*Détails du problème:*
Extrayez à l'identique le passage de la critique sur l'œuvre de Nicolas Winding Refn qui commence à « Si dans l'univers » et se termine à « non une série. ».

Difficile de trouver un chemin par lequel commencer tant la richesse de cette œuvre peut me faire réfléchir encore longtemps. Avec ce film de près de 13h heures découpé en 10 volumes, le cinéaste danois Nicolas Winding Refn pousse les curseurs de son esprit cauchemardesque au maximum.
L'homme, l'artiste sombre, qui a débuté petit avec déjà ce qui marquera le centre de sa filmographie, le choc, (plus tard, accompagné du chic) la trilogie Pusher, arrive aujourd'hui à son apogée.
Si dans l'univers sériel cela fait désormais quelques années que l’intérêt cinématographique est pleinement exploité, plusieurs perles en ont d'ailleurs jaillies, il reste pourtant rare, comme dans tout art sans doute qu'une bombe soit lâchée. Qu'une expérience côtoie l'unique. Qu'un esprit marque de façon brutale et instantanée grâce à son oeuvre.
L'exemple le plus évident, bien que facile, mais justement, s'il est si facile et évident c'est qu'il n'y a pas moult concurrence dans ce domaine. Twin Peaks : The Return. Ce chef d'œuvre artistique qu'aucun mot n'a véritablement la force de qualifier. David Lynch concevant d'ailleurs lui aussi son œuvre comme un film de 18h et non une série.
Si l'un, Lynch, m’apparaît plutôt comme un scientifique fou, jouant avec les atomes jusqu'à créer l'entité qui lui servira d'appui, l'autre, Refn, me semble beaucoup plus porté sur le fantasme d'un cauchemar voulant être rêve. Là où les deux se rejoignent, hormis la lenteur, volontairement répétitive pour le premier, inéluctable pour le second, c'est dans le chaos. Le chaos éternel et dévastateur causé par l'homme.

*Section des données:*
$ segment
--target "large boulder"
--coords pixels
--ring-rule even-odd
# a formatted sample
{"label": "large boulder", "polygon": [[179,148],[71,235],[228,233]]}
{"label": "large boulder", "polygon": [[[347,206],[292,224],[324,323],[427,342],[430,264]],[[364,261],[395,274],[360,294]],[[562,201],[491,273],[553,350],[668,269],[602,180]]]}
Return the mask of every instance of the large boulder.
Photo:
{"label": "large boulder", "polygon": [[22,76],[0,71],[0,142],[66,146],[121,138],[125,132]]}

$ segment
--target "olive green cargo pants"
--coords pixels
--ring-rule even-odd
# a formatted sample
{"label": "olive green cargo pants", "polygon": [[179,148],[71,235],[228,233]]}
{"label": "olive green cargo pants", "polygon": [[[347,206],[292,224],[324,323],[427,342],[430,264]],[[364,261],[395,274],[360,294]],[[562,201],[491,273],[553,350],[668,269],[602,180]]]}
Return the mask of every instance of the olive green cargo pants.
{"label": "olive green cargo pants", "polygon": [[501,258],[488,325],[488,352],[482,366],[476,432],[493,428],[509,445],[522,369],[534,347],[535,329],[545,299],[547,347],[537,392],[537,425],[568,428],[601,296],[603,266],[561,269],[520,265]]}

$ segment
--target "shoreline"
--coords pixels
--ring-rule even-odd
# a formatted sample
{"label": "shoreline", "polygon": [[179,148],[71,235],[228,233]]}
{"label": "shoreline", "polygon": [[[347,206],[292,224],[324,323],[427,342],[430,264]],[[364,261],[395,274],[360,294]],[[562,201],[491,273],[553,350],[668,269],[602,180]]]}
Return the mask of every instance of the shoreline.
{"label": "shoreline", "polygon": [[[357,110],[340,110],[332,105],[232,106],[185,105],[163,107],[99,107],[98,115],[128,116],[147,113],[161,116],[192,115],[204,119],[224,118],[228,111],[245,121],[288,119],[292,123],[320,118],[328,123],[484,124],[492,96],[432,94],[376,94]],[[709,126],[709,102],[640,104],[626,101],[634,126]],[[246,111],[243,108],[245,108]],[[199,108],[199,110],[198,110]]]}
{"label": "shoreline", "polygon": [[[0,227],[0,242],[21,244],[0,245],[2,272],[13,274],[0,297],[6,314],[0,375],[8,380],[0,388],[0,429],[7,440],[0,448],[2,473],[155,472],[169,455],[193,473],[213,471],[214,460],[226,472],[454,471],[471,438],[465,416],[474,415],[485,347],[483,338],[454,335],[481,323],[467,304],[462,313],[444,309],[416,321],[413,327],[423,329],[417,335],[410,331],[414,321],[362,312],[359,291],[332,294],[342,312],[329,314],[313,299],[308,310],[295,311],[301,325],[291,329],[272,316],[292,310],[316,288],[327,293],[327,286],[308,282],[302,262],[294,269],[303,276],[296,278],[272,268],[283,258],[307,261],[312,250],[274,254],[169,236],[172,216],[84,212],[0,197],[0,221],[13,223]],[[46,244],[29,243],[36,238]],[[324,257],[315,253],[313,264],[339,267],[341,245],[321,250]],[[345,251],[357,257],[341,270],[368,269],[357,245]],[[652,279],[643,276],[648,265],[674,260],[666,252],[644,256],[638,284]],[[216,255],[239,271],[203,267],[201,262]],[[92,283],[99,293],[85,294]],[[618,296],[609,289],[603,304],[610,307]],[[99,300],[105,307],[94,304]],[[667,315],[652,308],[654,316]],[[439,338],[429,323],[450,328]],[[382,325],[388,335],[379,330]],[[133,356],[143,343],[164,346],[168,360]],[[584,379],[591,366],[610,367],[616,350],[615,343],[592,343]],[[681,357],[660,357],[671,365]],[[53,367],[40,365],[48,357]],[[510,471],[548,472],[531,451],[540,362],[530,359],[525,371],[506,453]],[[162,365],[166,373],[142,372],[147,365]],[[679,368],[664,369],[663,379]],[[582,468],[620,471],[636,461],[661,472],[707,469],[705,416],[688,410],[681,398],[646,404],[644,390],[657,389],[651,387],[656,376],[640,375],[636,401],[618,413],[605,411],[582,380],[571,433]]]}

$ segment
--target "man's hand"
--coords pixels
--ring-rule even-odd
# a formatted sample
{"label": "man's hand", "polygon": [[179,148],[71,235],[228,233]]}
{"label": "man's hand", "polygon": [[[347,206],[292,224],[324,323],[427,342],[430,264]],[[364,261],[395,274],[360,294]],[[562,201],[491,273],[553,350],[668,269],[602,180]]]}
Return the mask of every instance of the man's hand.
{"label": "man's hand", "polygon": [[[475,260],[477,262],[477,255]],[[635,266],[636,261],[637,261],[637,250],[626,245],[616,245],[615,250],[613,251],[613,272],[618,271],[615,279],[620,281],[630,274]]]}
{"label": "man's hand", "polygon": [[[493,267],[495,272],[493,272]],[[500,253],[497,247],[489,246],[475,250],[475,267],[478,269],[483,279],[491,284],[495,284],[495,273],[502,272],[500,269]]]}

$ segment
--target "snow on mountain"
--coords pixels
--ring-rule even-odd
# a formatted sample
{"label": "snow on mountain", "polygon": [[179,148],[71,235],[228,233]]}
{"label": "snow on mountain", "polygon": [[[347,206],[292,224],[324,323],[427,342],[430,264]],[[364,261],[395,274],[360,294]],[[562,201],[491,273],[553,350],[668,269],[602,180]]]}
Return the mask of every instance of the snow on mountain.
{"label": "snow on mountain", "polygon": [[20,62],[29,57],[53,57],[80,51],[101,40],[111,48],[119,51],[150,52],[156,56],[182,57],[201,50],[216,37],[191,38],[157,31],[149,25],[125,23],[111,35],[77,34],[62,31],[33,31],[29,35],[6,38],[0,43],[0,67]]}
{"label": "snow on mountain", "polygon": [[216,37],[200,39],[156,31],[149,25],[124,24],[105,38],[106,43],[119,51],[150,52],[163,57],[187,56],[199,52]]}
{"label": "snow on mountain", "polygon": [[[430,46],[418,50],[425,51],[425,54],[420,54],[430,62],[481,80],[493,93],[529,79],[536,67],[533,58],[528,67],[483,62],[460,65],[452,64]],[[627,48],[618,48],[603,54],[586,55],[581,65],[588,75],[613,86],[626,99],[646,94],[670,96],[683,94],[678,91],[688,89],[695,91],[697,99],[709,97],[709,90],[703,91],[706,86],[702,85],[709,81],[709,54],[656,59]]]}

*Résultat de l'exercice:*
Si dans l'univers sériel cela fait désormais quelques années que l’intérêt cinématographique est pleinement exploité, plusieurs perles en ont d'ailleurs jaillies, il reste pourtant rare, comme dans tout art sans doute qu'une bombe soit lâchée. Qu'une expérience côtoie l'unique. Qu'un esprit marque de façon brutale et instantanée grâce à son oeuvre.
L'exemple le plus évident, bien que facile, mais justement, s'il est si facile et évident c'est qu'il n'y a pas moult concurrence dans ce domaine. Twin Peaks : The Return. Ce chef d'œuvre artistique qu'aucun mot n'a véritablement la force de qualifier. David Lynch concevant d'ailleurs lui aussi son œuvre comme un film de 18h et non une série.